*SUPPLIED TEXT*:
■ ■ ■ ■

CTA Exemptions and Penalties

This article is the third in a four-part series about the Corporate Transparency Act (CTA), 2022. We have already discussed the CTA’s purpose, (i.e., to support the 2020 Anti-Money Laundering Act’s efforts to prevent criminals from laundering their illegal monies through the U.S. financial system), defined beneficial ownership, and explained what reporting companies are required to submit in their CTA reports. In this article, we’ll do a deeper dive into which companies are required to file (or rather which companies are exempt), the number of companies this legislation may affect, and the penalties for not filing.


It’s easier to figure out which companies have to file a Corporate Transparency Act report by understanding which companies are exempt from filing such a report. If you have a question about whether you need to file a CTA report, the short answer is: If you’re not on this list, you need to file the report.

Now, here’s the long answer:


The CTA specifically excludes 23 types of companies from reporting:

  1. Securities issuers
  2. Domestic governmental authorities
  3. Banks
  4. Domestic credit unions
  5. Depository institution holding companies
  6. Money transmitting businesses
  7. Brokers or securities dealers
  8. Securities exchange or clearing agencies
  9. Other Securities Exchange Act of 1934 entities
  10. Registered investment companies and advisers
  11. Venture capital fund advisers
  12. Insurance companies
  13. State licensed insurance producers
  14. Commodity Exchange Act registered entities
  15. Accounting firms
  16. Public utilities
  17. Financial market utilities
  18. Pooled investment vehicles
  19. Tax exempt entities
  20. Entities assisting tax exempt entities
  21. Large operating companies
  22. Subsidiaries of certain exempt entities
  23. Inactive businesses

These entity categories are exempt because state and Federal agencies already closely regulate them, so their beneficial ownership is most likely known.

Large Companies

In addition, organizations that fall into the “large operating company” category are exempt from reporting. The three criteria for an entity to be considered a large operating company are:

  1. They employ more than 20 employees on a full-time basis in the United States. In this case, FinCEN borrows the definition of “full-time employee” from the IRS, which defines it as anyone who works at least 30 hours per week or 130 hours per month.

■ ■ ■ ■

*PROVIDED RECORDS*:

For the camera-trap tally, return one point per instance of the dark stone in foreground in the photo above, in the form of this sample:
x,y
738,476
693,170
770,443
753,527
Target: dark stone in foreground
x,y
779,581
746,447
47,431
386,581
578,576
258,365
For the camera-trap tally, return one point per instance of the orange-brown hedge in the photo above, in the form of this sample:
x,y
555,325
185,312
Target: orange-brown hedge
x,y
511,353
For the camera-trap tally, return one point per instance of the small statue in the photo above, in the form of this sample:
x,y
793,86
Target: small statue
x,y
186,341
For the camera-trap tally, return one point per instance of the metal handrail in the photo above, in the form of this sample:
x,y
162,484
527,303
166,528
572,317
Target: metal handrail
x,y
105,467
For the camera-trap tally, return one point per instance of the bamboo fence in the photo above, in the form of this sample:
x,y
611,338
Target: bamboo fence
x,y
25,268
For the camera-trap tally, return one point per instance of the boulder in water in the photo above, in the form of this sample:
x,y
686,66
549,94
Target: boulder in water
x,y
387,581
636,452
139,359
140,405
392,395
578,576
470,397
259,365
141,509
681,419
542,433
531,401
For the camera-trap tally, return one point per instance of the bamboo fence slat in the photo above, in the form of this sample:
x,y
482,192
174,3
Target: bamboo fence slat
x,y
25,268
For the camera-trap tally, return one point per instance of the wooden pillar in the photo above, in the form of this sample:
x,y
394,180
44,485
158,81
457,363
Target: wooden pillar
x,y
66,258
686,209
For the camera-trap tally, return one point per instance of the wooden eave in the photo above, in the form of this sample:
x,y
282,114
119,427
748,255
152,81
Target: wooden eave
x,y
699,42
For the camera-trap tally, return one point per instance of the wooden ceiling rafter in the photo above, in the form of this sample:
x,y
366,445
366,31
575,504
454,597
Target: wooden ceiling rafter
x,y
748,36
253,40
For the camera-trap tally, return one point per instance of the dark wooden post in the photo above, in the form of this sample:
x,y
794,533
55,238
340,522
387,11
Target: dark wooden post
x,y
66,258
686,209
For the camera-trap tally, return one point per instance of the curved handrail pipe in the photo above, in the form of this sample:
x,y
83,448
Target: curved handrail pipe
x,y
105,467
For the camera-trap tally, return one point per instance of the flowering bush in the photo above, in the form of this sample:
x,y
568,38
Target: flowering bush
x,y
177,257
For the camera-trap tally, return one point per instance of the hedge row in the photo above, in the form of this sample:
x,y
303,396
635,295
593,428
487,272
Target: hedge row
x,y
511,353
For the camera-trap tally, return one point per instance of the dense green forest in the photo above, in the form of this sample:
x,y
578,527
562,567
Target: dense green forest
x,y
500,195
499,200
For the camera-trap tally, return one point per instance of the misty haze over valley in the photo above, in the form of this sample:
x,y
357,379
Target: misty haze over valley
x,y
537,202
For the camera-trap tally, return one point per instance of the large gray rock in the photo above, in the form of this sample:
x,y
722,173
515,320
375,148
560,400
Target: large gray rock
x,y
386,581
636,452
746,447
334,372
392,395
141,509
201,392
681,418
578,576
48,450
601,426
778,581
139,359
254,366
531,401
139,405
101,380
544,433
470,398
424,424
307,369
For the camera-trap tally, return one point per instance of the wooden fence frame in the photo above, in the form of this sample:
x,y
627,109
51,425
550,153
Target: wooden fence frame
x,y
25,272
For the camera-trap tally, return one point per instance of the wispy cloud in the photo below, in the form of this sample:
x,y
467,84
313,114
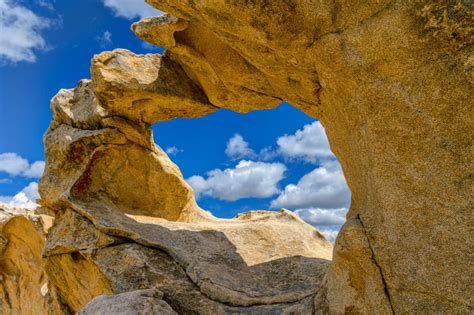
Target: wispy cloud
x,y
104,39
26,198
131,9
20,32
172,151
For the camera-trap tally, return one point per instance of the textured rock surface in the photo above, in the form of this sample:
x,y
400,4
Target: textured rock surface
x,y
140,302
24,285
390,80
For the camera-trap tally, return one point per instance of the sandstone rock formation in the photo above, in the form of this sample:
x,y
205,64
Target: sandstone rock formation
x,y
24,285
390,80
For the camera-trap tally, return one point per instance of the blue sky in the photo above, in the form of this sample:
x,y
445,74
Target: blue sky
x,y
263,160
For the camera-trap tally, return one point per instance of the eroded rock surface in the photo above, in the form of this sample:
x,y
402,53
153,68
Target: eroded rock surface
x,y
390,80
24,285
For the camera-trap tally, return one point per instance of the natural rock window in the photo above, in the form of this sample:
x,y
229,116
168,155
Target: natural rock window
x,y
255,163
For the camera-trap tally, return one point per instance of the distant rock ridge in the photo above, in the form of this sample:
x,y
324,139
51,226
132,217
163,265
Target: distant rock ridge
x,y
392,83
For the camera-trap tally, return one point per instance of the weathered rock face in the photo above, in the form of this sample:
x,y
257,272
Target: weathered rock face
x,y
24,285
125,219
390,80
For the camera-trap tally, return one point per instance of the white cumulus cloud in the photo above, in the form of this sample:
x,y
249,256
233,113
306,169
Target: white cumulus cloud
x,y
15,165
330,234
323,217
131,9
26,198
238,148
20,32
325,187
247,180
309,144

■ ■ ■ ■

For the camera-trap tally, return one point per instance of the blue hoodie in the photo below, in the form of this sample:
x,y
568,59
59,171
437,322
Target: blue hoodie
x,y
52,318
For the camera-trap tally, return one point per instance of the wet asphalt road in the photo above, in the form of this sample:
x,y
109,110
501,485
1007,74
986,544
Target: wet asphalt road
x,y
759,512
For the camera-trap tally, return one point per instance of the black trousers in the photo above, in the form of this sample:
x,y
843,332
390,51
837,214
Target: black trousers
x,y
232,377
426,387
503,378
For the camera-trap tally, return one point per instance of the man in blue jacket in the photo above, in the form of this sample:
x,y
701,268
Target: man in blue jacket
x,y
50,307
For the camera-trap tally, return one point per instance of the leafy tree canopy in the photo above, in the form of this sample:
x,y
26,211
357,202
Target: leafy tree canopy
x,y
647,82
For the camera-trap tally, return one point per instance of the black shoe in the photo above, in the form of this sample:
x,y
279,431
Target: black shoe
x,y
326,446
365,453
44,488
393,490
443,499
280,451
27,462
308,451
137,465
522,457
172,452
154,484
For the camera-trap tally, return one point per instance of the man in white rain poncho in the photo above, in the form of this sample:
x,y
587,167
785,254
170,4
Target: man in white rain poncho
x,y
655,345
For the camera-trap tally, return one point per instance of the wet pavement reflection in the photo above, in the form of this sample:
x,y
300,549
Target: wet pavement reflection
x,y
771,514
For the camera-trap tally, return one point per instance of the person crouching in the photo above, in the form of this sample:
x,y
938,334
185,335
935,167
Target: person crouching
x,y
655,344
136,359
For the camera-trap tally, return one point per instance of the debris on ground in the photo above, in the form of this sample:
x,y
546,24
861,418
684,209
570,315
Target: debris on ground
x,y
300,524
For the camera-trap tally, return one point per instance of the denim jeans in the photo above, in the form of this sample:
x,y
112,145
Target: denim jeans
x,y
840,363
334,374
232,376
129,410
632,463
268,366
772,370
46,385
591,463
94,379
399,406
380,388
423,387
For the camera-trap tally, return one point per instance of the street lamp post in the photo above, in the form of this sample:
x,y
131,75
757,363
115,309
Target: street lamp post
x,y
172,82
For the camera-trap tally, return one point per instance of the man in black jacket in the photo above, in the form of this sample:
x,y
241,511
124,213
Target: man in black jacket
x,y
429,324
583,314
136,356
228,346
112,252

■ ■ ■ ■

From the CTA exemptions article above, print the passage starting at "CTA Exemptions and" and ending at "for not filing." word for word.

CTA Exemptions and Penalties

This article is the third in a four-part series about the Corporate Transparency Act (CTA), 2022. We have already discussed the CTA’s purpose, (i.e., to support the 2020 Anti-Money Laundering Act’s efforts to prevent criminals from laundering their illegal monies through the U.S. financial system), defined beneficial ownership, and explained what reporting companies are required to submit in their CTA reports. In this article, we’ll do a deeper dive into which companies are required to file (or rather which companies are exempt), the number of companies this legislation may affect, and the penalties for not filing.